## REQUIREMENTS
Copy out every row below word for word, omitting the pictures.

[Entries from a pointing dataset]
--- Start ---

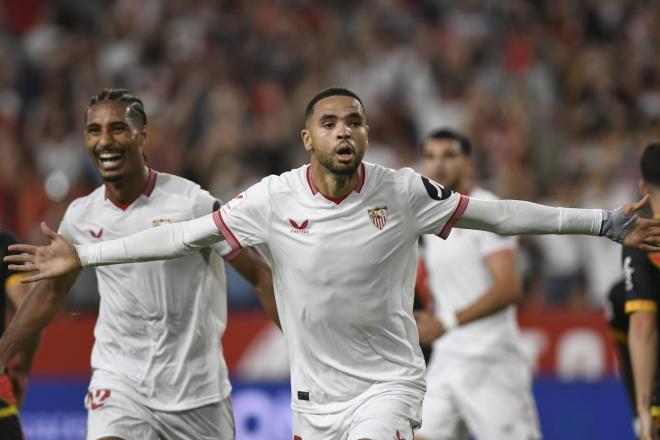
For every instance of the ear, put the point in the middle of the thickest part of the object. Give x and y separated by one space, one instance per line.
307 139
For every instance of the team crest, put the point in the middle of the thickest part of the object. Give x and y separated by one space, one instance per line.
378 216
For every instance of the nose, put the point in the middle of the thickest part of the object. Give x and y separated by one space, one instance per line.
343 131
105 138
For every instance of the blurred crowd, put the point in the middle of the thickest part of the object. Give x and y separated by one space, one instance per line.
558 96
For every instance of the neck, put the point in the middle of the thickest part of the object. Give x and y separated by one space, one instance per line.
128 189
655 205
331 184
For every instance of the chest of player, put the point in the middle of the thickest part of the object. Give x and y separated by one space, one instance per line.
363 232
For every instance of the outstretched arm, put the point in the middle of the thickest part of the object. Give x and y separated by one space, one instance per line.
514 217
160 243
254 269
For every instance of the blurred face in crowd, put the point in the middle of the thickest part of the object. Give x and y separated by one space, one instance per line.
114 141
444 161
336 134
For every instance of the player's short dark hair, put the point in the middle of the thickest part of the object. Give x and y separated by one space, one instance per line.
443 134
326 93
650 164
133 103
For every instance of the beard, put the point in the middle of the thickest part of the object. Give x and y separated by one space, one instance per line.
341 169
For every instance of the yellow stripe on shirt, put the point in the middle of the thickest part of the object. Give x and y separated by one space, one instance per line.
641 305
8 411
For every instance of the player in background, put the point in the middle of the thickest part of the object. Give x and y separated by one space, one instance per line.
642 284
158 367
341 236
479 380
12 384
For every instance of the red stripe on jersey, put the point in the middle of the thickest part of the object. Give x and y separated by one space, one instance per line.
308 174
226 232
151 183
458 213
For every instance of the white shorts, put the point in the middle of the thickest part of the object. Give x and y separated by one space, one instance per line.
113 414
490 399
386 416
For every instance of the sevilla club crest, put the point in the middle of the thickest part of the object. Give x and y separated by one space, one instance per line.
378 216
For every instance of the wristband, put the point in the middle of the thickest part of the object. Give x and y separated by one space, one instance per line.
448 318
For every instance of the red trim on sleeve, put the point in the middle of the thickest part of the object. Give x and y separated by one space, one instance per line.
232 255
458 213
308 174
226 232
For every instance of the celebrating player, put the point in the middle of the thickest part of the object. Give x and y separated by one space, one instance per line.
642 284
12 385
341 236
478 379
158 368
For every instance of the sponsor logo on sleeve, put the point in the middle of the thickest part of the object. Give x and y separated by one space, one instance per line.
628 270
378 216
435 190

--- End ---

## EXERCISE ANSWER
For every instance of the ear, put the point in the middle of the thickest part of the object. Give x and y separated by one space, one instance per line.
307 139
For every instance of the team crest, put the point in the middle of the thickest part of the object. Give x and y separated by one space, one instance per line.
378 216
For every instance of the nose, put the point in the middle of the thickest part of the object. Give x and y separated by one space, one instance per line.
343 131
105 138
For every instance of the blurred crowd, put the point in the middle of the thickest part of the object. Give x and y separated by one space, one instance per line.
558 96
For every instance of the neck, put the point in the middle of the thickest part of the object. Give x and y separated by one space, one instance per line.
128 189
655 205
331 184
For every instance of the chest of player, put the point in the middle of the thickest part of the object. Give x and y separated by one space, one instance per line.
363 232
For every instance of the outstretched arm, put the point in the middle of the thickest part of the object. Give x and y separated by one space, one instance per line.
514 217
160 243
254 269
For every instance of the blurred face in crowd, put the point in the middle of the thickest part of the object. Give x and y separated by one space, one instance per line.
114 141
444 161
336 134
For every instance of the player's short dark hair, put the point in the middle of the thickest part of the object. Give x and y separated by one space, one instance per line.
443 134
326 93
650 164
133 103
For every instance of the beard, put the point in the middle of the thickest part of the object. Give x and y separated by one space, one instance per line.
341 169
For every instance of the yellow stripe on shirt, put the point in the middle of the thickest part of the object. Give x and y separated by one space, one instance per line.
641 305
8 411
For every instance of the player in background, put the point in the middle of the thickest part of the object. Give x and y separated by one space, one instance per line.
642 284
158 367
341 236
479 380
12 384
For every instance of the red stripe on jersey, put the point in the middle of the thickest part of the object. Give x and y separated by one space, one instance per line.
308 174
226 232
151 183
458 213
For every instance of the white shorts, put the point in the middle of the thickest part of the object. Give x and y separated by one space, one instance per line.
113 414
490 399
386 416
For every instance of the sevilla club crest, put the point in the middle of the thickest part of the object. Give x and y separated by one space, one instance per line.
378 216
For every instance of the wristband, put the point in the middle of the thickest part of the object. Give x and y separated by one space, one instance per line.
448 318
For every instance of the red trim on sleeve, put the point in the middle of the thickest part of the object. Give x and y separated by one space, one instance per line.
232 255
458 213
308 174
226 232
For every instance of the celebrating player, put the point in the middle of the thickest part of the object. Give x and y separated by one space, one instance per line.
642 284
12 385
341 236
478 379
158 368
For every instance of the sponsor logo on sleeve, put the point in the middle of the thickest part of the object. Give x and y separated by one space, one instance per line.
628 270
378 216
435 190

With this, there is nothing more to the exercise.